WORK INSTRUCTION: Take every line from the listing below that includes "detect" and copy it.

MATERIAL FOR THIS EXERCISE:
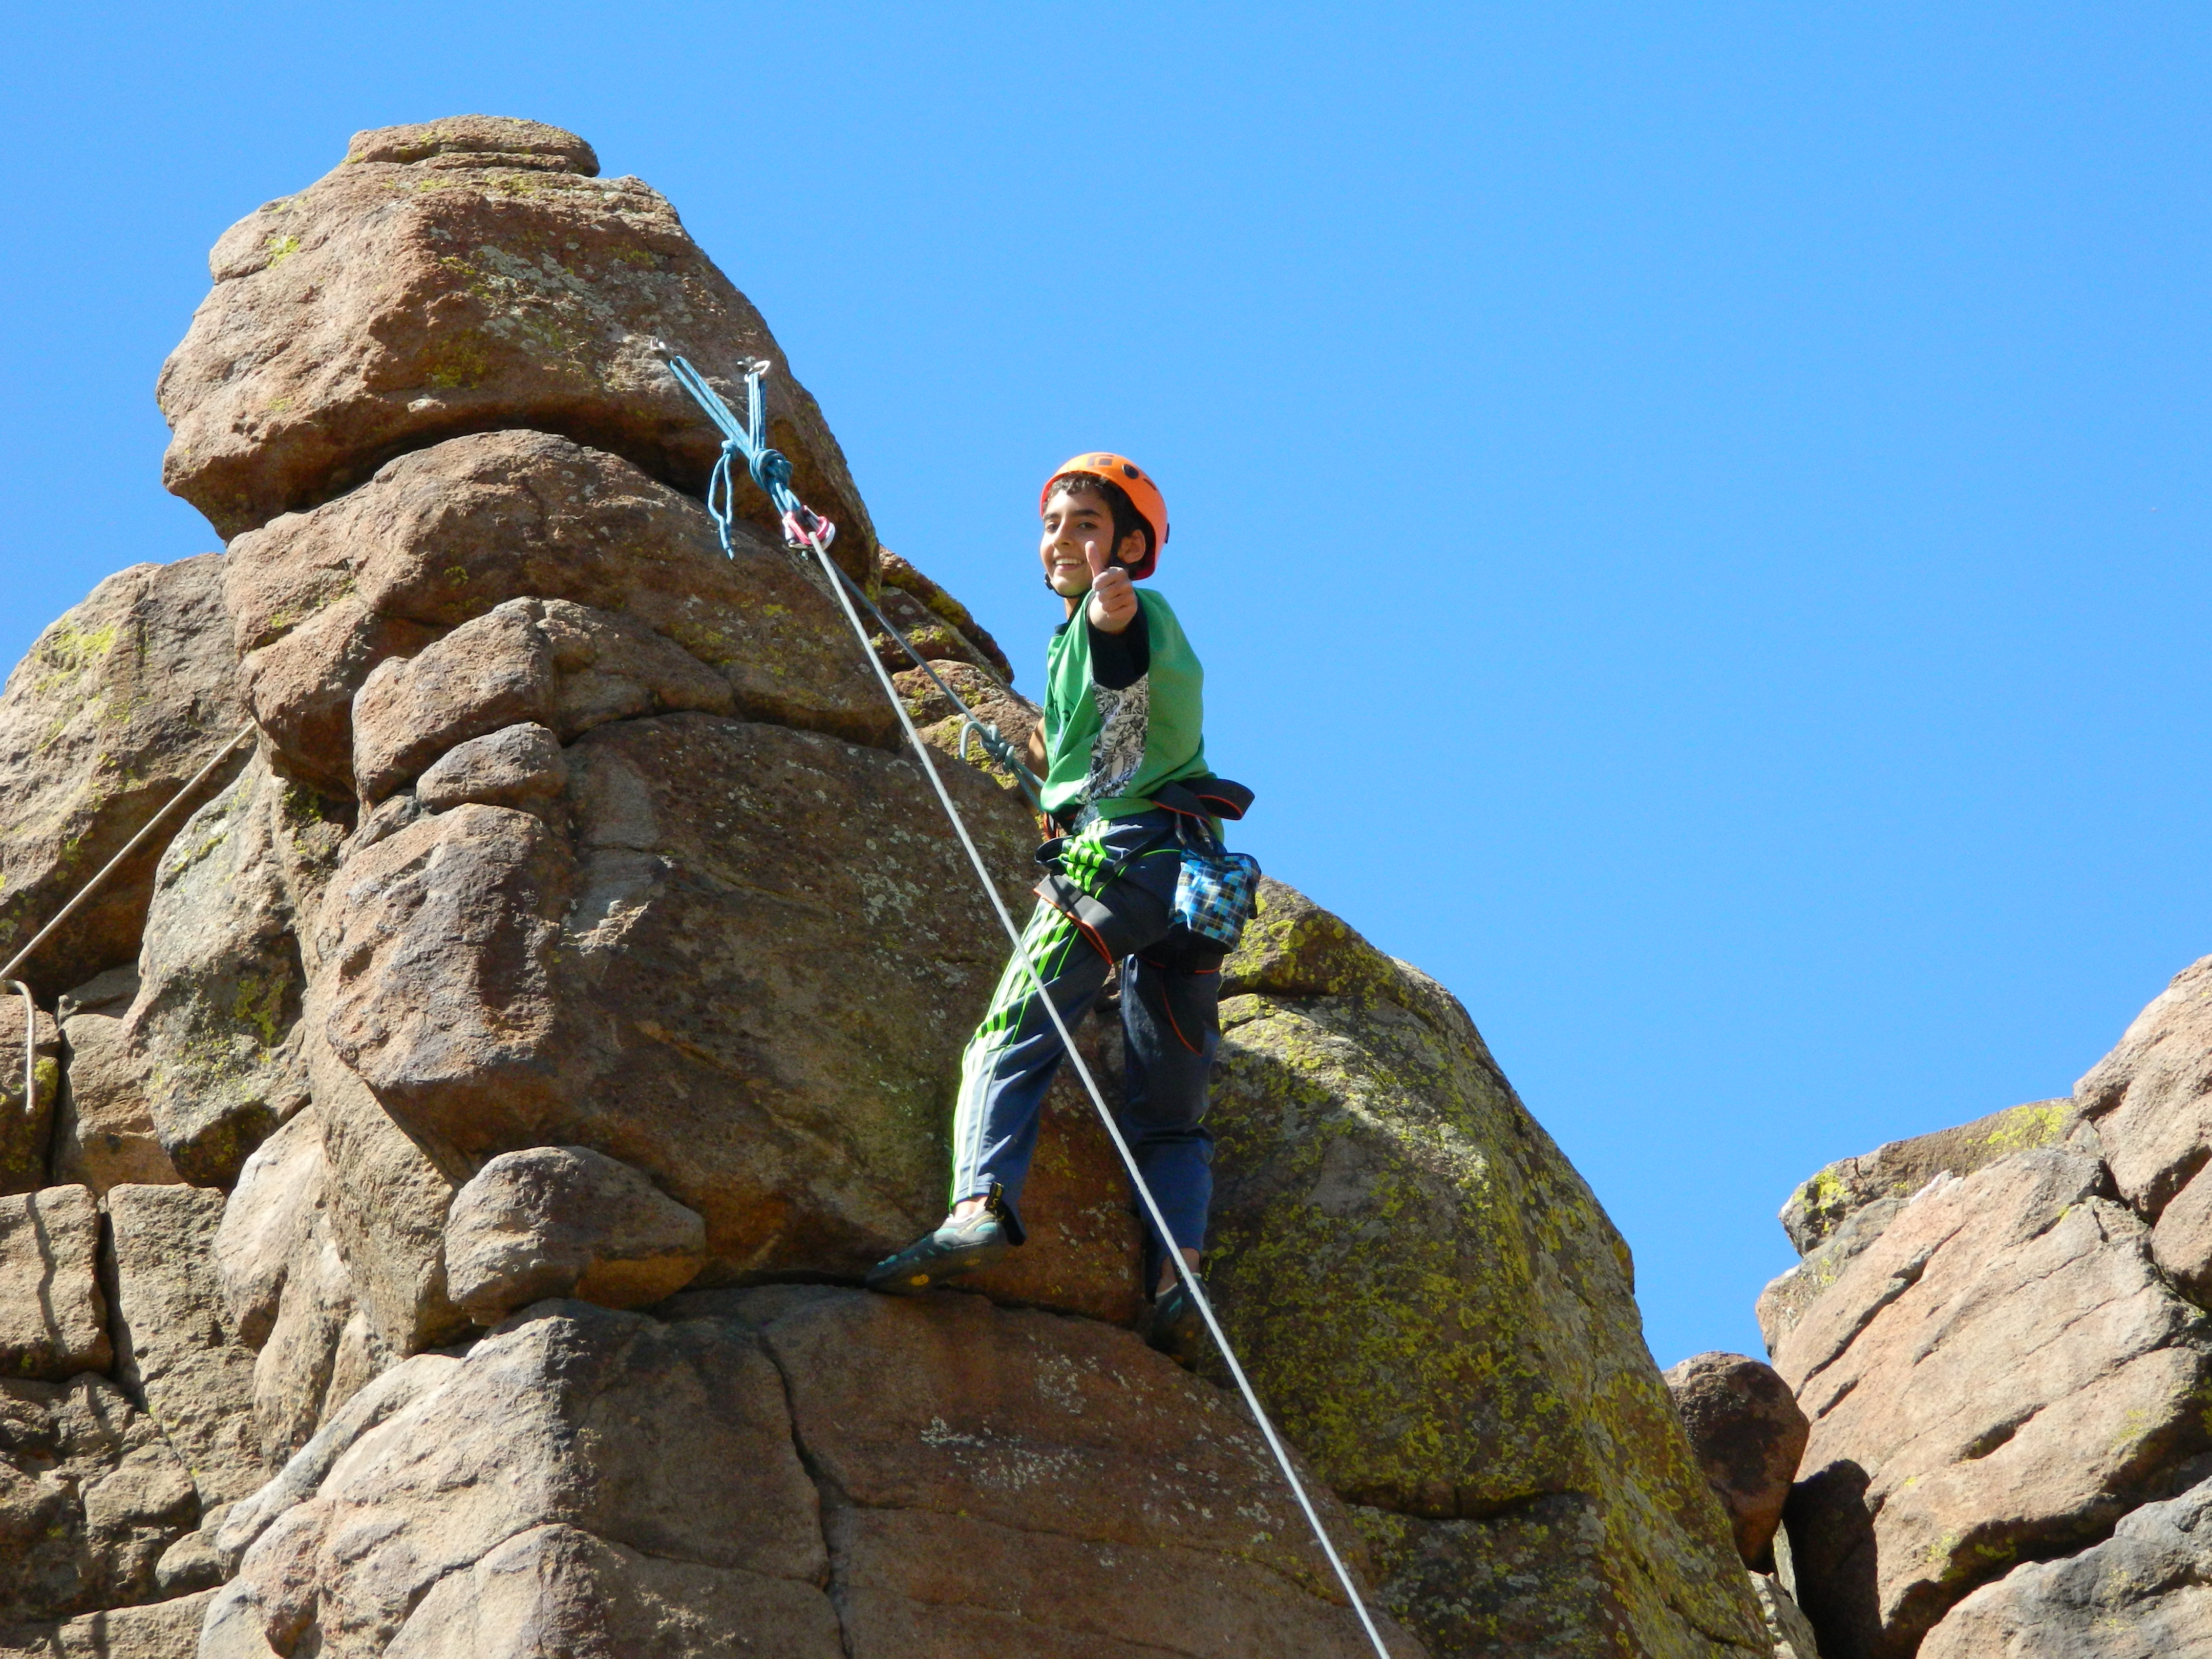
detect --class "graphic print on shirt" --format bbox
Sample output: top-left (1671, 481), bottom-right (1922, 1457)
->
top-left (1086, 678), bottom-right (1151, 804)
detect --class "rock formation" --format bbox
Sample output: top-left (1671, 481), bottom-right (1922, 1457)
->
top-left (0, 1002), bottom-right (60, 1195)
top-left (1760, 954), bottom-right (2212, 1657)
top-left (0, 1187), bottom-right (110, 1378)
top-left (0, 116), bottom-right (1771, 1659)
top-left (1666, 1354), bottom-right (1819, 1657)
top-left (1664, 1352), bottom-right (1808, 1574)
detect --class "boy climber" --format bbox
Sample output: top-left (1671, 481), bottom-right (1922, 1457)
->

ANSWER BELOW:
detect --class "graphic print on shirt" --format bbox
detect --class "rock formation" --format bbox
detect --class "boy climber" --format bbox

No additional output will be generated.